# [Exercise input]
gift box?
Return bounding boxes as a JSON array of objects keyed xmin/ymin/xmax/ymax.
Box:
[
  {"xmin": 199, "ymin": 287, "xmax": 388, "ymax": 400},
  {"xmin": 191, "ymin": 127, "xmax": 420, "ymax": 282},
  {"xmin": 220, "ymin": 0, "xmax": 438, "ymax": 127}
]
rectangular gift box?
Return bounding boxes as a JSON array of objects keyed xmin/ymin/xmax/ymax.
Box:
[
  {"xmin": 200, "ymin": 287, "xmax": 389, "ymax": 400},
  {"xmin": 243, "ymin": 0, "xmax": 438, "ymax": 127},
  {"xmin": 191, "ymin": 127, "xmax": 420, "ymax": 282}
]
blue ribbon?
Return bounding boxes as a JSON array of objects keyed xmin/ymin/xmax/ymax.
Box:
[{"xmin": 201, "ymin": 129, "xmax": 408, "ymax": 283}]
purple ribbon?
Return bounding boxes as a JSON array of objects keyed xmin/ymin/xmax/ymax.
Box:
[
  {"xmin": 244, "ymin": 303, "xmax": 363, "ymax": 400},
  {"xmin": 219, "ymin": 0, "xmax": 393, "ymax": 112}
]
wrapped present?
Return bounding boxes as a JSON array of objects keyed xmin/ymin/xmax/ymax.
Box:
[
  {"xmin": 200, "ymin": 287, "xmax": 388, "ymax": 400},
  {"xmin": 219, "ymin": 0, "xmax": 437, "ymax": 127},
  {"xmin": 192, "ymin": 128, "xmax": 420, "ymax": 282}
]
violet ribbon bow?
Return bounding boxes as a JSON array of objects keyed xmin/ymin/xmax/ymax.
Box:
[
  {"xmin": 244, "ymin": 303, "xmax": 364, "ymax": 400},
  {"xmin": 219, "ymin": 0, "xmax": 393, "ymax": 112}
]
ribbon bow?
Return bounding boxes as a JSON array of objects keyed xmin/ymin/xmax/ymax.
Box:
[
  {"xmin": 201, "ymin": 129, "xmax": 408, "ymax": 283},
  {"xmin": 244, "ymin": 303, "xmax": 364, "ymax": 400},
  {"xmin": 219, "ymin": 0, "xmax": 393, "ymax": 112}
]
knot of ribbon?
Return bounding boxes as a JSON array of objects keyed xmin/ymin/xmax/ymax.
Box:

# [Exercise]
Every line above should be written out again exactly as it stands.

# [Result of this task]
gift box?
Return bounding boxes as a JSON array of objects keyed xmin/ymin/xmax/ymax.
Box:
[
  {"xmin": 199, "ymin": 287, "xmax": 388, "ymax": 400},
  {"xmin": 191, "ymin": 127, "xmax": 420, "ymax": 282},
  {"xmin": 220, "ymin": 0, "xmax": 438, "ymax": 127}
]
rectangular gift box?
Return bounding boxes as a JSON array of objects keyed xmin/ymin/xmax/ymax.
Box:
[
  {"xmin": 200, "ymin": 287, "xmax": 389, "ymax": 400},
  {"xmin": 243, "ymin": 0, "xmax": 438, "ymax": 127},
  {"xmin": 191, "ymin": 127, "xmax": 420, "ymax": 282}
]
blue ribbon?
Return bounding boxes as a JSON array of objects keyed xmin/ymin/xmax/ymax.
Box:
[{"xmin": 201, "ymin": 129, "xmax": 408, "ymax": 283}]
purple ribbon?
Return bounding boxes as a JSON array of objects keyed xmin/ymin/xmax/ymax.
Box:
[
  {"xmin": 244, "ymin": 303, "xmax": 363, "ymax": 400},
  {"xmin": 219, "ymin": 0, "xmax": 393, "ymax": 112}
]
wrapped present?
Return bounding boxes as a JSON array of objects keyed xmin/ymin/xmax/ymax.
Box:
[
  {"xmin": 200, "ymin": 287, "xmax": 388, "ymax": 400},
  {"xmin": 219, "ymin": 0, "xmax": 437, "ymax": 127},
  {"xmin": 192, "ymin": 128, "xmax": 420, "ymax": 282}
]
violet ribbon bow?
Return bounding boxes as a JSON array of objects keyed xmin/ymin/xmax/ymax.
Box:
[
  {"xmin": 244, "ymin": 303, "xmax": 364, "ymax": 400},
  {"xmin": 219, "ymin": 0, "xmax": 393, "ymax": 112}
]
ribbon bow?
Return bounding boxes as a JSON array of objects keyed xmin/ymin/xmax/ymax.
Box:
[
  {"xmin": 201, "ymin": 129, "xmax": 408, "ymax": 283},
  {"xmin": 244, "ymin": 303, "xmax": 364, "ymax": 400},
  {"xmin": 219, "ymin": 0, "xmax": 393, "ymax": 112}
]
knot of ribbon?
Return bounding boxes as a JSON array of objects keyed xmin/ymin/xmax/ymax.
Box:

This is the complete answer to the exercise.